Written problem -> Rewrite the records from the line holding "of the cast" through the line holding "<point>670,381</point>", inclusive, with "pavement" replaced by "sidewalk" and nothing else changed. Give back only those lines.

Supplied records ->
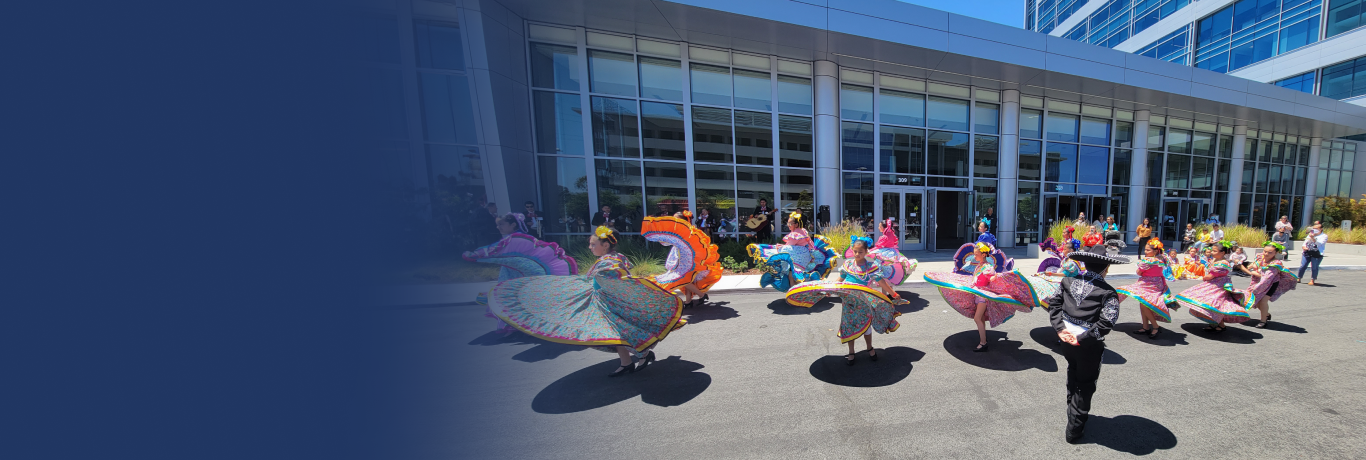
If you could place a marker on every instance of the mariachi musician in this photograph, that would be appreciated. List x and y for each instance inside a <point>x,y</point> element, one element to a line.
<point>761,221</point>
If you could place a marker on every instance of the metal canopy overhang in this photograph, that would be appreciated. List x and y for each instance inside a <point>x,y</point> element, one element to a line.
<point>907,40</point>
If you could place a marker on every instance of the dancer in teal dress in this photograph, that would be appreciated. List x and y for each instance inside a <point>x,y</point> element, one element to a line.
<point>607,307</point>
<point>866,298</point>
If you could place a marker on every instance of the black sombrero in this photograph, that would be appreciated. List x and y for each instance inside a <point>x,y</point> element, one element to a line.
<point>1096,260</point>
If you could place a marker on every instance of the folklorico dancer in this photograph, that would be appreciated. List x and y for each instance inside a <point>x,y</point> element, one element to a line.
<point>691,266</point>
<point>887,251</point>
<point>1271,279</point>
<point>866,298</point>
<point>1215,300</point>
<point>1152,292</point>
<point>607,307</point>
<point>982,295</point>
<point>1083,311</point>
<point>801,258</point>
<point>519,255</point>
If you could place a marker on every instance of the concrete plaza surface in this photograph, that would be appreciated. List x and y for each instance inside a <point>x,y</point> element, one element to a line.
<point>751,377</point>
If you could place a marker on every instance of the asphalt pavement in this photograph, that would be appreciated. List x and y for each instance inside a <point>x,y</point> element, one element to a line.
<point>751,377</point>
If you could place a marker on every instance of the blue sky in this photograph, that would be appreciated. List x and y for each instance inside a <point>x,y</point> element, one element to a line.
<point>1010,12</point>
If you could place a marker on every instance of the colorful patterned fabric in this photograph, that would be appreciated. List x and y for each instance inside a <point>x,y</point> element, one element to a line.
<point>790,264</point>
<point>1216,300</point>
<point>693,258</point>
<point>960,292</point>
<point>863,307</point>
<point>521,255</point>
<point>1272,280</point>
<point>604,307</point>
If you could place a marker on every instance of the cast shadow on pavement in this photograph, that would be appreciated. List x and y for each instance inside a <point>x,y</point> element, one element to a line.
<point>711,311</point>
<point>1167,337</point>
<point>914,302</point>
<point>892,365</point>
<point>1277,325</point>
<point>541,351</point>
<point>1230,335</point>
<point>670,381</point>
<point>1048,337</point>
<point>1128,433</point>
<point>782,307</point>
<point>1001,354</point>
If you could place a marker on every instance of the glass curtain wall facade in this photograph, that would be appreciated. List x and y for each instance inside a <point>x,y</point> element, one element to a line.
<point>665,127</point>
<point>1336,161</point>
<point>1273,183</point>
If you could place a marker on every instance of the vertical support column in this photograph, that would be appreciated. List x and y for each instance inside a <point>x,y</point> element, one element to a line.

Written response ->
If you could place a marker on every instance of the cast shadow on sidewalk in this photograph, that would be appreciated. List x and y for each instance inside a <point>x,y</point> element, one element to a line.
<point>711,311</point>
<point>1167,337</point>
<point>914,302</point>
<point>892,365</point>
<point>1277,325</point>
<point>541,351</point>
<point>1230,335</point>
<point>670,381</point>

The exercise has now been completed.